**Your tasks:**
[1] Please reproduce the portion of the house price regression passage below between "Statistical linear regression" and "the data set.", inclusive.
[2] Using the house price regression passage below, explain in one to three sentences why multiple linear regression suits the house price task.
[3] Answer these questions from the house price regression passage below:
(a) From what site was the data downloaded?
(b) How many non-null entries does the sqft_above column have?
(c) What type is the condition column listed as?

**Reading passage:**
________________________

Statistical linear regression approach and normal distribution curve
Multiple linear regression is a wonderful algorithm for predicting continuous values. The house price is also a continuous value. The data we will use in this article is downloaded from the Kaggle. The challenge is to predict the price of the house based on their independent features given in the data set.
We will explore the features given in the data set are shown below:
id 21613 non-null int64 - Discrete type
date 21613 non-null object - Continuous type
price 21613 non-null float64 - Continuous type
bedrooms 21613 non-null int64 - Discrete type
bathrooms 21613 non-null float64 - Discrete type
sqft_living 21613 non-null int64 - Continuous type
sqft_lot 21613 non-null int64 - Continuous type
floors 21613 non-null float64 - Discrete type
waterfront 21613 non-null int64 - Discrete type
view 21613 non-null int64 - Categorical type - nominal
condition 21613 non-null int64 - Categorical type - ordinal
grade 21613 non-null int64 - Categorical type - ordinal
sqft_above 21611 non-null float64 - Continuous type
sqft_basement 21613 non-null int64 - Continuous type
yr_built 21613 non-null int64 - Discrete type
yr_renovated 21613 non-null int64 - Discrete type
zipcode 21613 non-null int64 - Discrete type
lat 21613 non-null float64 - Continuous type
long 21613 non-null float64 - Continuous type
sqft_living15 21613 non-null int64 - Continuous type
sqft_lot15 21613 non-null int64 - Continuous type
From the column’s name, the target variable is the price column and the rest is the independent variable.

________________________

**Supplied records:**
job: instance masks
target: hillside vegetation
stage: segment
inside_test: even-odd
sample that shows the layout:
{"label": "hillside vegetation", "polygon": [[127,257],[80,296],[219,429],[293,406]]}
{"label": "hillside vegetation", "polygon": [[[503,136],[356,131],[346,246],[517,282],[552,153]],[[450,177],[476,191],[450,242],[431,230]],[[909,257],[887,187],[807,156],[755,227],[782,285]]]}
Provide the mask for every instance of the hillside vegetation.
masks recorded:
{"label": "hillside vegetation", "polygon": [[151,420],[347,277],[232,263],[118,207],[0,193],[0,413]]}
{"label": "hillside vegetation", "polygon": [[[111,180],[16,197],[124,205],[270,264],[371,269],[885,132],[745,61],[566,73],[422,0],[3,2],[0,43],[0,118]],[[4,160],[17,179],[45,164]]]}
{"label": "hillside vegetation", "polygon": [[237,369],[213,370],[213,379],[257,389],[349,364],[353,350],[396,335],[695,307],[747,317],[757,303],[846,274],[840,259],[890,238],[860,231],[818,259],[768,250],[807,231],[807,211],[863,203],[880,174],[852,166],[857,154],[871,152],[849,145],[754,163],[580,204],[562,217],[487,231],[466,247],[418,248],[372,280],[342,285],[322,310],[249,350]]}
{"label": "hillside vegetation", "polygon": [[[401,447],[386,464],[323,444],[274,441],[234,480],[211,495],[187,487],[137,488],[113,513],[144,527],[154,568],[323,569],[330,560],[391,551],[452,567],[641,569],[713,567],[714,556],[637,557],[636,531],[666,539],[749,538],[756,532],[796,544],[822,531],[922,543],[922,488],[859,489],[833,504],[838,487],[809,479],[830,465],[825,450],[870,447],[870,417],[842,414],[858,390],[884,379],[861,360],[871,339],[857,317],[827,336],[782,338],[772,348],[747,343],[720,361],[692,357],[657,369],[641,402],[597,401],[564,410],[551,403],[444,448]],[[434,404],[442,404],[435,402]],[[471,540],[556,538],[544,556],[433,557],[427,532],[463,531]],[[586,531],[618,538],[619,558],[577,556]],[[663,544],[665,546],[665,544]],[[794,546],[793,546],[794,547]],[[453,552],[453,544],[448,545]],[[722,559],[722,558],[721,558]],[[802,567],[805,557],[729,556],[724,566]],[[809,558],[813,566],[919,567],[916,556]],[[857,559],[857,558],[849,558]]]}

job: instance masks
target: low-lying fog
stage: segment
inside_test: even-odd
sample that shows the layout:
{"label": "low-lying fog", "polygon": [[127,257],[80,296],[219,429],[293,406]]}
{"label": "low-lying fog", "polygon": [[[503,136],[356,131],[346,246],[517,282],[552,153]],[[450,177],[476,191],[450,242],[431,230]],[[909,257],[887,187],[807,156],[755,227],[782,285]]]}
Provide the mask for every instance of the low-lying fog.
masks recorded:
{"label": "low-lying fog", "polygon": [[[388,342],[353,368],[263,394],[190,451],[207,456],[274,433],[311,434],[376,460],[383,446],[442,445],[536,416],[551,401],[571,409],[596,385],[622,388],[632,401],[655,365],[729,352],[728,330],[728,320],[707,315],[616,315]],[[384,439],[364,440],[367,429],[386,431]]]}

________________________

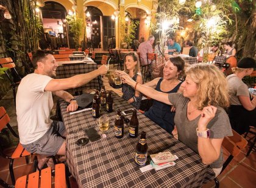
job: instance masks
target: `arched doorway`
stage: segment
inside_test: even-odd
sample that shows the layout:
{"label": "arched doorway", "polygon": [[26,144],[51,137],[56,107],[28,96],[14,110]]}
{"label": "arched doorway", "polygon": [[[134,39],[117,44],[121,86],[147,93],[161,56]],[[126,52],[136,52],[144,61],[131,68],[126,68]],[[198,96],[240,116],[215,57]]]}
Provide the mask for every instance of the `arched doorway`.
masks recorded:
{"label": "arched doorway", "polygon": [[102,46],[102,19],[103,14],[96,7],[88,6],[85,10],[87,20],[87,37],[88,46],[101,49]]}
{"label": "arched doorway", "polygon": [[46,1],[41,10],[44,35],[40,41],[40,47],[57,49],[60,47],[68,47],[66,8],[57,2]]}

________________________

**Solutions by task:**
[1]
Statistical linear regression approach and normal distribution curve
Multiple linear regression is a wonderful algorithm for predicting continuous values. The house price is also a continuous value. The data we will use in this article is downloaded from the Kaggle. The challenge is to predict the price of the house based on their independent features given in the data set.

[2] Multiple linear regression works well for predicting continuous values. House price is also a continuous value, so the algorithm fits the task of predicting it.

[3]
(a) Kaggle
(b) 21611
(c) Categorical type - ordinal